*GOAL*
Exact reproduction of the data is required, with images excluded.

*INFORMATION PROVIDED*
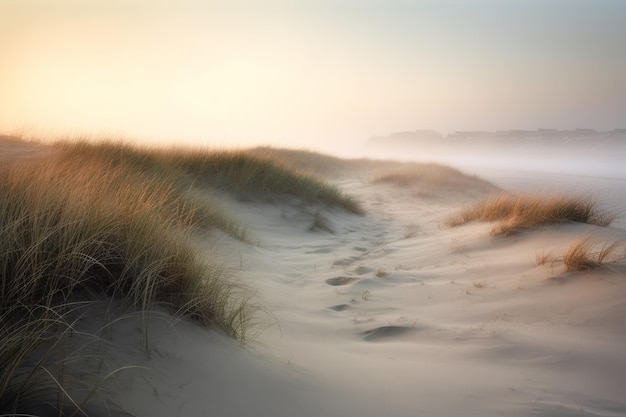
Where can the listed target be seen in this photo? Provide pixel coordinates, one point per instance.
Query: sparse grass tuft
(514, 212)
(542, 258)
(580, 256)
(431, 175)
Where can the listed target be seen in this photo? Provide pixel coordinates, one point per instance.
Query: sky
(308, 73)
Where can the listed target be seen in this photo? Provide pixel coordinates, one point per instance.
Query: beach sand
(393, 313)
(390, 313)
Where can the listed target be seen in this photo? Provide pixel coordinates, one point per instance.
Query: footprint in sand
(340, 281)
(383, 333)
(346, 261)
(340, 307)
(362, 270)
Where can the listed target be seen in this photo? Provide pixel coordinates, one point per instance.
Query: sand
(393, 314)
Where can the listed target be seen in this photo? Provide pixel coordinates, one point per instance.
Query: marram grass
(515, 212)
(91, 222)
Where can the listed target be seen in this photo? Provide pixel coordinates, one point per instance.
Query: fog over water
(589, 163)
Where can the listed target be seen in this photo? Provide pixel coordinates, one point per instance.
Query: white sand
(430, 321)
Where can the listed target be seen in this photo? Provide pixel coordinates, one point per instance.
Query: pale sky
(309, 72)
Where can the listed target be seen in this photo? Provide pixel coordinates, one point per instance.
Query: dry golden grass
(586, 254)
(86, 222)
(238, 172)
(514, 212)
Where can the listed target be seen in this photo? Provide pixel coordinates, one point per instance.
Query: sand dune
(395, 314)
(391, 313)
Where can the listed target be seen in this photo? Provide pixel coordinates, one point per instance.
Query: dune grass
(431, 175)
(586, 254)
(73, 233)
(515, 212)
(238, 172)
(91, 222)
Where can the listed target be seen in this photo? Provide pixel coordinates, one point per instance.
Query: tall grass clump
(514, 212)
(82, 230)
(237, 172)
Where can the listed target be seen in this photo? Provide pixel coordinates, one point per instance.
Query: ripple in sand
(340, 281)
(386, 332)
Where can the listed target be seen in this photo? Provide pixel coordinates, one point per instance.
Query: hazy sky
(314, 72)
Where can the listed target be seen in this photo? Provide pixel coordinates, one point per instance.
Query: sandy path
(395, 315)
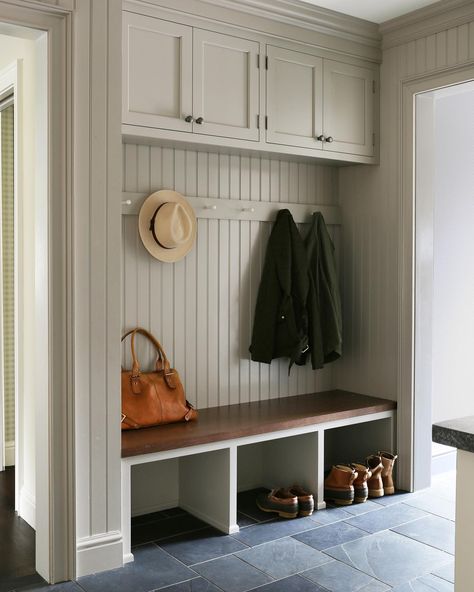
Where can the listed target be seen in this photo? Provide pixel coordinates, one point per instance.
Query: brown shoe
(281, 501)
(338, 486)
(361, 491)
(305, 500)
(388, 460)
(374, 484)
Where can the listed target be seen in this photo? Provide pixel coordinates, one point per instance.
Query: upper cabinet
(185, 83)
(157, 73)
(182, 78)
(226, 85)
(318, 103)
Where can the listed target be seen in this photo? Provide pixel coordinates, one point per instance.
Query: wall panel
(201, 308)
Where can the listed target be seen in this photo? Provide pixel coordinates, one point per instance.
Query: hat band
(152, 228)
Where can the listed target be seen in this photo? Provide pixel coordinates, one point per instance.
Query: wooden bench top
(248, 419)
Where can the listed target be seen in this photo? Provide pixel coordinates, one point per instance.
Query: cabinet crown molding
(426, 21)
(299, 14)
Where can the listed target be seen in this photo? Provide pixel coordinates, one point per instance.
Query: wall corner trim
(426, 21)
(99, 552)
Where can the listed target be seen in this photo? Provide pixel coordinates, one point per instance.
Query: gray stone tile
(152, 569)
(431, 530)
(338, 577)
(329, 515)
(446, 572)
(330, 536)
(270, 531)
(426, 584)
(283, 557)
(201, 545)
(291, 584)
(396, 498)
(195, 585)
(357, 509)
(385, 518)
(433, 504)
(390, 557)
(231, 574)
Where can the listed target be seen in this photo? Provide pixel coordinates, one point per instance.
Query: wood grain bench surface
(248, 419)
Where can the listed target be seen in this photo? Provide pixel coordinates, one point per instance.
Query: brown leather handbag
(152, 398)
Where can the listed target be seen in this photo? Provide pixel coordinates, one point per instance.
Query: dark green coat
(281, 320)
(324, 300)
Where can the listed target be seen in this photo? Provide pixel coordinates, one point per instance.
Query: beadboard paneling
(370, 198)
(201, 308)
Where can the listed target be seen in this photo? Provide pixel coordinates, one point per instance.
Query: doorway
(23, 296)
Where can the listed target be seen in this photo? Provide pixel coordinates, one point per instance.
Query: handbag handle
(162, 362)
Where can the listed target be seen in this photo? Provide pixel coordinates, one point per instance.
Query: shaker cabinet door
(226, 86)
(294, 98)
(348, 108)
(157, 73)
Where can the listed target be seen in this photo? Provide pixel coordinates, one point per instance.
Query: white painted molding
(9, 453)
(236, 209)
(99, 550)
(28, 507)
(426, 21)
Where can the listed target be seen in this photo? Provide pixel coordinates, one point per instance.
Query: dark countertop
(458, 433)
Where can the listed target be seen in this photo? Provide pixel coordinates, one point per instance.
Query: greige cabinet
(294, 98)
(157, 73)
(317, 103)
(183, 78)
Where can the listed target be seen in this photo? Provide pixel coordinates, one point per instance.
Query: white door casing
(348, 112)
(225, 85)
(294, 98)
(157, 73)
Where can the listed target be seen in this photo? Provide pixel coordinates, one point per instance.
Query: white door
(294, 98)
(156, 73)
(348, 108)
(226, 85)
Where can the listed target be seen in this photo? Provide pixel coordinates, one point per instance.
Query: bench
(283, 440)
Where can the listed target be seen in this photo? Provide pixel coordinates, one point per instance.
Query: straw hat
(167, 225)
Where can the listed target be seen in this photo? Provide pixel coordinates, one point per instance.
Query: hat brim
(149, 206)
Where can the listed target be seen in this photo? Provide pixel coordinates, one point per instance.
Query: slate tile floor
(402, 543)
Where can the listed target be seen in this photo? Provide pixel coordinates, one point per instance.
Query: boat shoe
(281, 501)
(305, 500)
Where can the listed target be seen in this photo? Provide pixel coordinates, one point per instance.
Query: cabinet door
(294, 98)
(348, 108)
(226, 85)
(157, 73)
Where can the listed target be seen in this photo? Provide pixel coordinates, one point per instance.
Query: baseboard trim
(27, 509)
(232, 529)
(99, 552)
(10, 453)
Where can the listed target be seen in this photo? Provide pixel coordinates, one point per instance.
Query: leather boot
(375, 484)
(305, 500)
(338, 485)
(388, 460)
(361, 491)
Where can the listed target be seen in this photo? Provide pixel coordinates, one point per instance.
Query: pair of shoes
(287, 503)
(346, 484)
(381, 482)
(356, 482)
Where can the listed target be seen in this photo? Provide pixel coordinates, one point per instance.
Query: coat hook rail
(236, 209)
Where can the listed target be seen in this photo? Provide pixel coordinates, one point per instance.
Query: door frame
(414, 392)
(55, 539)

*WRITTEN RESPONSE*
Where can the listed target be seen in this photo? Provide pixel coordinates, one point per instance.
Query: sparse grass tuft
(514, 212)
(542, 258)
(580, 256)
(431, 175)
Where can the listed target be seen in this photo? Provide pixel coordinates, one point per instance.
Query: sky
(308, 73)
Where can the listed target be seen in this photo? Provide pixel coordinates, one point per instance.
Query: beach sand
(393, 313)
(390, 313)
Where can the listed target be seen in this photo? Provide pixel coordinates, one point per instance.
Query: footprint in sand
(340, 281)
(383, 333)
(346, 261)
(340, 307)
(362, 270)
Where can the listed target be seen in this photo? Provide pixel coordinates, one point per instance.
Query: sand
(393, 314)
Where can the listed target be seen in this photo? Provide pixel coordinates, one point per instance.
Query: marram grass
(515, 212)
(91, 222)
Where can the listed target be seen in this photo? Provide pixel coordinates, one point per instance.
Query: fog over water
(589, 163)
Where can the listed target be seen in this photo? Provide pixel coordinates, one point per instance.
Query: white sand
(430, 321)
Where can the listed target be seen in this photo? Provide pixel coordinates, one point per instance.
Query: pale sky
(309, 72)
Where can the listed target be seen in this photo? Provide pixel coordinates, one point per instance.
Query: dry golden grass
(586, 254)
(86, 222)
(238, 172)
(514, 212)
Where can the listed target be seen in this photo? Provide pixel coordinates, one point per instance.
Query: sand dune
(395, 314)
(391, 313)
Where can the listed target be seen in this photo? Provide pixel coordinates, one point per instance.
Query: dune grass
(431, 175)
(586, 254)
(73, 233)
(515, 212)
(238, 172)
(91, 222)
Where can the listed target be seen in this photo? Provide pixel coordinates, one point per instance.
Query: tall grass clump
(514, 212)
(82, 230)
(237, 172)
Where can the listed target be seen in this photo? Provide pixel coordinates, one point per instance.
Query: ripple in sand
(340, 281)
(386, 332)
Where can the listed target be seen in this photo? Provide pixel coordinates, one point per instance.
Query: hazy sky
(314, 72)
Where can the listed target be seen in this photo? Provide pixel coordinates, one point per instance.
Query: sandy path
(395, 315)
Where can the listed target be seen in this photo? Provide pixel coordinates, one point per instance.
Query: brown shoe
(281, 501)
(338, 486)
(361, 491)
(305, 500)
(388, 460)
(374, 484)
Where can the listed target be seen in this photo? Provide pixel coordinates, one point per instance.
Query: upper cabinet
(185, 83)
(157, 73)
(182, 78)
(226, 85)
(318, 103)
Where can the listed target be seen in this photo? Provide pixel coordinates, one point per instance.
Query: wall panel
(201, 308)
Where can the listed target be seen in this photo? Provide pixel coordinates, one point per instance.
Query: hat band
(152, 228)
Where can the listed target be seen in this photo? Provide pixel coordinates, one point per instance.
Query: wooden bench top
(248, 419)
Where can the listed target be seen in this photo? Provide pixel coordinates, one point per instance.
Query: cabinet crown molding
(426, 21)
(299, 14)
Where can the listed target be seen in this photo? Provide pixel coordinates, one point per instance.
Query: wall corner trim
(426, 21)
(99, 552)
Where can the listed target be seen in this photo? Provide pixel coordinates, one point per instance.
Query: gray stone tile
(152, 569)
(431, 530)
(338, 577)
(329, 515)
(446, 572)
(330, 536)
(270, 531)
(426, 584)
(283, 557)
(201, 545)
(291, 584)
(396, 498)
(195, 585)
(357, 509)
(385, 518)
(433, 504)
(390, 557)
(231, 574)
Where can the listed target be seen in this photo? Provide pixel coordinates, one point per instance.
Query: wood grain bench surface
(248, 419)
Where can the listed target be seen in this photo? Provide pixel coordinates, one point per instance.
Query: brown leather handbag
(152, 398)
Where can the listed target be seen in this photo? Provide pixel coordinates, one point per instance.
Query: dark green coat
(281, 320)
(324, 300)
Where can the listed target be seen in this photo? Provide pixel coordinates, one point per instance.
Query: beadboard paneling
(370, 198)
(201, 308)
Where can the listed target be seen in this photo? Provide pixel coordinates, one point per instance.
Query: doorway
(23, 296)
Where can the listed target be seen in this photo? Provide pixel coordinates, one point per instance.
Query: handbag handle
(162, 362)
Where can the listed target be seen in this photo? Provide pixel coordinates, one point per instance.
Query: shaker cabinet door
(226, 86)
(294, 98)
(348, 108)
(157, 73)
Where can the listed target be seen in this photo? Provide pixel coordinates, one point per instance.
Query: white painted molding
(9, 453)
(236, 209)
(99, 550)
(28, 507)
(426, 21)
Where can the listed target be seen in this photo? Provide pixel coordinates, one point per instance.
Query: dark countertop
(458, 433)
Where can the listed target be seen in this photo? Provide pixel coordinates, one point per instance.
Query: greige cabinet
(294, 98)
(157, 73)
(317, 103)
(183, 78)
Where can the listed target be seen in this photo? Provide pixel coordinates, one point per instance.
Query: white door casing
(348, 112)
(225, 85)
(294, 98)
(157, 73)
Where can the listed target be seen in this photo? Provide pixel coordinates, one point per instance.
Query: white door
(294, 98)
(156, 73)
(348, 108)
(226, 85)
Where can the listed target be seen in this photo? Provide pixel coordinates, one point per instance.
Query: bench
(283, 440)
Where can the listed target be seen in this photo? Provide pixel coordinates, one point per instance.
Query: straw hat
(167, 225)
Where can the listed target be seen in this photo? Provide pixel coordinates, one point per instance.
Query: hat brim
(149, 206)
Where can the listed target be seen in this photo? Provide pixel coordinates, one point per instance.
Query: slate tile floor
(402, 543)
Where can the listed target be seen in this photo? Provide pixel coordinates, one point per instance.
Query: boat shoe
(281, 501)
(305, 500)
Where can the listed target be seen in this photo? Provide pixel coordinates, one point per instance.
Query: cabinet door
(294, 98)
(348, 108)
(226, 85)
(157, 73)
Where can the listed target be seen in this photo? Provide pixel coordinates, one point per instance.
Query: baseboard trim
(27, 509)
(232, 529)
(99, 552)
(10, 453)
Where can the listed target be seen in this photo? Provide pixel coordinates, one point per instance.
Query: leather boot
(375, 484)
(305, 500)
(338, 485)
(388, 460)
(361, 491)
Where can the listed target be seen in this photo? Provide pixel coordinates, one point per instance.
Query: pair of shoes
(287, 503)
(346, 484)
(381, 482)
(356, 482)
Where can the listed target be seen in this photo? Provide pixel coordinates, one point per instance.
Query: coat hook rail
(236, 209)
Where can the listed target be seen in this photo? Provide pixel coordinates, one point per instance.
Query: door frame
(414, 392)
(55, 539)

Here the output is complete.